▸ SUPPLIED DATA:
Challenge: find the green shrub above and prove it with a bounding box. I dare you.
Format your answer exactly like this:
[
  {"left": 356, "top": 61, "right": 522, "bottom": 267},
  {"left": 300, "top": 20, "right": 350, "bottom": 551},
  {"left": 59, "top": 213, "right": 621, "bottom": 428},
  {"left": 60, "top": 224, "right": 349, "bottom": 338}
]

▸ PROBLEM TO WORK ON: Present the rows above as a numbered list, omitting any blank lines.

▸ EXERCISE OUTPUT:
1. Challenge: find the green shrub above and prove it with a bounding box. I dare you.
2. Format your answer exactly like this:
3. [
4.   {"left": 356, "top": 61, "right": 522, "bottom": 267},
5.   {"left": 300, "top": 20, "right": 350, "bottom": 551},
6.   {"left": 59, "top": 213, "right": 621, "bottom": 428},
7.   {"left": 60, "top": 224, "right": 349, "bottom": 338}
8. ]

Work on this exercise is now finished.